** Begin Provided records **
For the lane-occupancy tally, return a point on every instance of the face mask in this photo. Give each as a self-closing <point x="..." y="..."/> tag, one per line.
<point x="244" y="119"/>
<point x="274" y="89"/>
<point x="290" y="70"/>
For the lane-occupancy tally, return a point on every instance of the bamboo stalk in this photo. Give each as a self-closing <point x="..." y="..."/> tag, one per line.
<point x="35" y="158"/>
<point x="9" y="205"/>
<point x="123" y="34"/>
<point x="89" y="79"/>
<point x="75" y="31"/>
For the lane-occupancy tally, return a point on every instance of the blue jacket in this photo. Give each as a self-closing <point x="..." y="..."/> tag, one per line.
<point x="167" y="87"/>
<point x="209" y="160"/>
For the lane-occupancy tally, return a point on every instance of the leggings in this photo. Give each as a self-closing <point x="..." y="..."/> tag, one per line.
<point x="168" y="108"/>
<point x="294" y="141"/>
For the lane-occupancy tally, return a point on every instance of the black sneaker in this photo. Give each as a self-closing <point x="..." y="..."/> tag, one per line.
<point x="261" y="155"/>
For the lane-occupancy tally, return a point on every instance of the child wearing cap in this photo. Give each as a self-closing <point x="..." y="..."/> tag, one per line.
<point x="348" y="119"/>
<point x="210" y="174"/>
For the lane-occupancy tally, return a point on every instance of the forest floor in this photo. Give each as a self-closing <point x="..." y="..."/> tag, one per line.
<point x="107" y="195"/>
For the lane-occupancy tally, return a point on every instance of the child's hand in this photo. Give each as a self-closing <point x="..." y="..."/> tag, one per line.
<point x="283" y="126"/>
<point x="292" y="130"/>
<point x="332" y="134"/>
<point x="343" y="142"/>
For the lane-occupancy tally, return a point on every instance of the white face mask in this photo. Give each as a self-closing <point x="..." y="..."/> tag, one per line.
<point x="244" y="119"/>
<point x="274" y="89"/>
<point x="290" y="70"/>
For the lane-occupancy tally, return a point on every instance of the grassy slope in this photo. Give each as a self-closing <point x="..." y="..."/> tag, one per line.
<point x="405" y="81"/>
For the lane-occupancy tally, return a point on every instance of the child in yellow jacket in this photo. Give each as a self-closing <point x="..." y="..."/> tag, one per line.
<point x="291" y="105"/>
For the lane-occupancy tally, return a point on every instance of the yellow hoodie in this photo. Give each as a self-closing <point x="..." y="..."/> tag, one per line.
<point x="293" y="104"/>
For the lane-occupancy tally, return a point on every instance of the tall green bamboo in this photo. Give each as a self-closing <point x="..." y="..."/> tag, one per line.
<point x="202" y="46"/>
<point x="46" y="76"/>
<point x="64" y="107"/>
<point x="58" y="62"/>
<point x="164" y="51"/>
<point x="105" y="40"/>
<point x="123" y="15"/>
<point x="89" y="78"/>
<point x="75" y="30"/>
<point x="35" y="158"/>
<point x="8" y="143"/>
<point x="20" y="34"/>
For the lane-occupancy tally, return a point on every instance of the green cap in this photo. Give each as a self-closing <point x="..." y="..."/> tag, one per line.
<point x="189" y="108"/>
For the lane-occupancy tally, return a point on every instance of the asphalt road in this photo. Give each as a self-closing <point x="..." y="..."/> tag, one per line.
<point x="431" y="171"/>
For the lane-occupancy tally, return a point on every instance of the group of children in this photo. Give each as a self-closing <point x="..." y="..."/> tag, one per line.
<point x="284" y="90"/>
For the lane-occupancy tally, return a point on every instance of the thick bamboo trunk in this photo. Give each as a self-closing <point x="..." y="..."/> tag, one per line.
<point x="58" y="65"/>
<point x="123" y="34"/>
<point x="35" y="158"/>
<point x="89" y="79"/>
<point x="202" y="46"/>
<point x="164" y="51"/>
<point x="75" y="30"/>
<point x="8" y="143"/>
** End Provided records **
▶ Instruction
Rewrite everything from the row containing "of the thick" down to the final row, changing "bamboo trunk" to "bamboo culm" and keeping everything else the same. Return only those rows.

▶ Result for this exercise
For the lane-occupancy tally, return a point on every instance of the thick bamboo culm in this photo. Give each as a self-closing <point x="..." y="..."/> tag, one per line.
<point x="58" y="65"/>
<point x="123" y="34"/>
<point x="35" y="158"/>
<point x="89" y="79"/>
<point x="202" y="46"/>
<point x="164" y="51"/>
<point x="75" y="30"/>
<point x="8" y="143"/>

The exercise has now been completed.